_Goal_. Reproduce every line of the items below verbatim, leaving out the pictures.

(Pointing data excerpts)
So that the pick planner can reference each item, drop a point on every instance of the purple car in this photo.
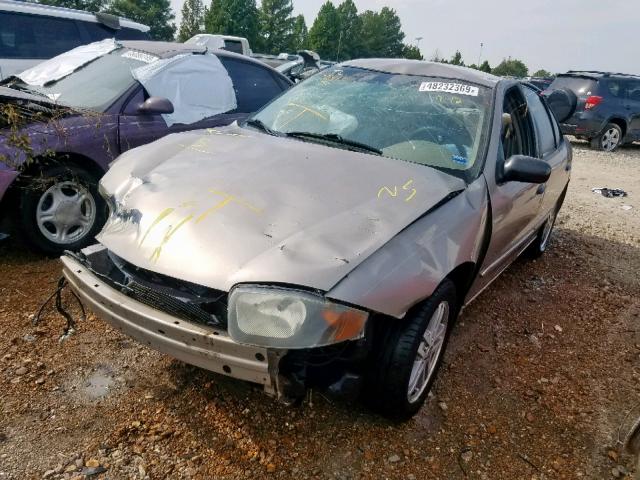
(63, 122)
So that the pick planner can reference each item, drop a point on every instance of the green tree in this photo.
(485, 67)
(155, 13)
(412, 52)
(350, 31)
(275, 25)
(511, 68)
(299, 35)
(392, 31)
(324, 35)
(382, 34)
(86, 5)
(233, 17)
(542, 73)
(457, 59)
(192, 20)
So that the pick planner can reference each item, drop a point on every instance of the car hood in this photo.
(225, 206)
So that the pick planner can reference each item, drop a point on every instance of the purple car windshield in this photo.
(96, 85)
(431, 121)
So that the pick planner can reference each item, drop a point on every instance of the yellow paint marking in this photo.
(393, 193)
(164, 214)
(228, 198)
(167, 236)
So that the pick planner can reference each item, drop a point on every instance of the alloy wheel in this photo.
(610, 139)
(66, 212)
(428, 352)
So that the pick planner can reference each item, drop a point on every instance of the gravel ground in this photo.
(541, 374)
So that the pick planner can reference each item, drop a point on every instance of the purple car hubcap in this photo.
(66, 213)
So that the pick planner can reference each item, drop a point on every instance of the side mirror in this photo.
(520, 168)
(156, 105)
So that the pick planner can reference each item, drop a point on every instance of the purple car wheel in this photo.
(60, 209)
(66, 212)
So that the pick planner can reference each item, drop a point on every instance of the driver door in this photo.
(516, 206)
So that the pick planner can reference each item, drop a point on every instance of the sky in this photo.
(557, 35)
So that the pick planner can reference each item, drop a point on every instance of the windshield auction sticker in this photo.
(140, 56)
(458, 88)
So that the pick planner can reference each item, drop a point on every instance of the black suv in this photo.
(607, 109)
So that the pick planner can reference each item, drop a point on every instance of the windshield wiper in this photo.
(336, 138)
(254, 122)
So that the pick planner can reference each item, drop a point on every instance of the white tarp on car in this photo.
(198, 86)
(59, 67)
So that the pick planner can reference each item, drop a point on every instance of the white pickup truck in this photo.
(222, 42)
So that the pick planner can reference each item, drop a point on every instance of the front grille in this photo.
(178, 298)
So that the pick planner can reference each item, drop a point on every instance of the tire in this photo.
(391, 388)
(60, 209)
(609, 139)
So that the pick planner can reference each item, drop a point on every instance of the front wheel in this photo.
(60, 209)
(609, 139)
(410, 354)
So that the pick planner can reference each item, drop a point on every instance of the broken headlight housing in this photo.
(291, 319)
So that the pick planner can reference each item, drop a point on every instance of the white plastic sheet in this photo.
(66, 63)
(198, 86)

_Complete output_.
So that the pick planner can reference each item, drop a point on every instance of the purple car in this photo.
(63, 122)
So that the pick planner can reference each item, drop a point on every instance of the green tree in this photo.
(485, 67)
(155, 13)
(412, 52)
(350, 31)
(275, 25)
(511, 68)
(299, 35)
(392, 31)
(324, 35)
(382, 34)
(86, 5)
(233, 17)
(542, 73)
(457, 59)
(192, 20)
So that the pick planner can reference each item, drop a point on every instance of the car hood in this photo.
(225, 206)
So that the pick planner can reference each item, drop a point on every instance of the purple car windshield in this photo.
(96, 85)
(431, 121)
So that the pick planner can reference each item, drop a point on every instance of the yellow paint marking in this photo.
(393, 193)
(164, 214)
(228, 198)
(167, 236)
So that the pick planner can reference each item, drop a point on every instance of the alloy wheel in this photo.
(610, 139)
(66, 212)
(428, 352)
So that the pick planner can reference each item, drop a point on every instance of the gravel ground in this photo.
(541, 374)
So that the pick planner can reference each item, drop a point on every instance of the purple car hubcap in this photo.
(66, 213)
So that the pick planner can reference each item, drop a point on every instance of the side mirror in this photo.
(520, 168)
(156, 105)
So that the pick planner can reference each item, drop a point on every instance of the purple car wheel in this photo.
(60, 209)
(66, 212)
So that the pick planner can reference each item, drop a point on every instance of the driver door in this photo.
(516, 206)
So that the pick planner can reference each item, drop a point on every instance of the sky in this photo.
(557, 35)
So that the pick planner can reference each item, drop a point on every instance of the windshield auction sticker in this photo.
(140, 56)
(458, 88)
So that the pick planner can reference each item, drop a point on every instance of the black suv in this photo.
(607, 109)
So that the pick planner can reference each item, drop a point on every instance of the windshield wiper in this photo.
(336, 138)
(254, 122)
So that the pick planner can reference each item, drop a point on every instance of the white tarp on car in this photo.
(198, 86)
(59, 67)
So that the pick planner can reference each item, drop a point on every instance of the white pickup truck in this photo.
(222, 42)
So that the pick planner can reference each item, drop a point on every instance of the front grille in this photo.
(178, 298)
So that the pick planner can reference each item, drop a point on every instance of the tire in this photo.
(391, 388)
(60, 209)
(609, 139)
So that the pick planner can reference each item, drop a point on every instance of the front wheel in this photo.
(60, 209)
(609, 139)
(410, 354)
So that the pick planner can reference each item, drop a point on every instance of the broken headlight housing in this photo.
(291, 319)
So that the pick planner can reference each item, drop a point on every instance of the white plastic sheet in this photo.
(66, 63)
(198, 86)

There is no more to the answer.